▶ **提示された抜粋**:
+ + + + +
何人もの女性と浮名を流した放埓な男性

宣孝も生年は明確ではないのだが、寛和元年(985)には30歳をすぎていたのだから、この求婚時には40代も半ば近かったはずである。むろん、初婚ではない。この時点ですでに3人の女性に子供を産ませており、紫式部と同時に近江の女にも求愛していたという。

堅物の紫式部のイメージと合わないが、事実、そんな男だったのだろう。

倉本一宏氏も次のように記す。「宣孝は有能な官人であり、雅な面も持っていた。『宣孝記』という、公事を丁寧に記録した日記も残している。その一方では、派手で明朗闊達、悪く言えば放埓な性格でもあったようである。派手な服装で金峯山詣を行なったことが、『枕草子』に描かれている」(『増補版 藤原道長の権力と欲望』文春新書)。
+ + + + +
▶ **収集データ**:
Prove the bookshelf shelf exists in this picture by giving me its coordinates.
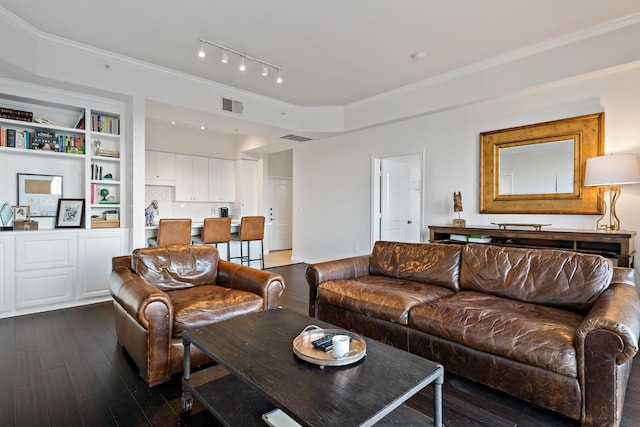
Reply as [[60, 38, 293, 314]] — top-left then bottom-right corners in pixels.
+ + + + +
▶ **作成課題**:
[1] 宣孝についての本文によれば、公事を丁寧に記録した宣孝の日記は何という名称ですか。
[2] 宣孝についての本文から、「何人もの女性と浮名を流した放埓な男性」で始まり「堅物の紫式部のイメージと合わないが、事実、そんな男だったのだろう。」を含むところまでを、一字も変えずに返してください。
[3] 宣孝についての本文の続きを、最後の文の後から書き進めてください。

▶ **課題への解答**:
[1] 『宣孝記』です。

[2]
何人もの女性と浮名を流した放埓な男性

宣孝も生年は明確ではないのだが、寛和元年(985)には30歳をすぎていたのだから、この求婚時には40代も半ば近かったはずである。むろん、初婚ではない。この時点ですでに3人の女性に子供を産ませており、紫式部と同時に近江の女にも求愛していたという。

堅物の紫式部のイメージと合わないが、事実、そんな男だったのだろう。

[3]
それにしても、そんな「放埓」な人物がなぜ紫式部に目をつけたのだろうか。関幸彦氏は「多くの研究者が指摘するように、何人かの女性と浮名を流した宣孝も熟年に達するなかで、精神性を加味した大人の女性を必要としたのだろうか」と推測している(『藤原道長と紫式部』朝日新書)。

そして、紫式部は求婚を受け入れた。

ところで、宣孝は京都から求婚したのだが、じつは、紫式部はこのとき、都から遠い北国である越前(福井県)にいた。そのことも、この結婚を解くカギになる。

都人に北陸の気候は堪えた

その2年前の長徳2年(996)秋、父の為時は、花山天皇の出家にともなって官職を失って以後、ほぼ10年ぶりに任官し、越前守として赴任することになったのである。その際、妻をともなわなかったので、当面、父の世話をする必要があったのだろう。紫式部も同道した。

そこに、前年には筑前守(筑前は福岡県北西部)の任期を終えて京都に戻っていた宣孝から、求婚の書状が届いた。それを受け入れた紫式部は、長徳3年(997)の年末か同4年(998)の春に、父を越前に残してひとりで帰京し、同4年の冬に宣孝と結婚した。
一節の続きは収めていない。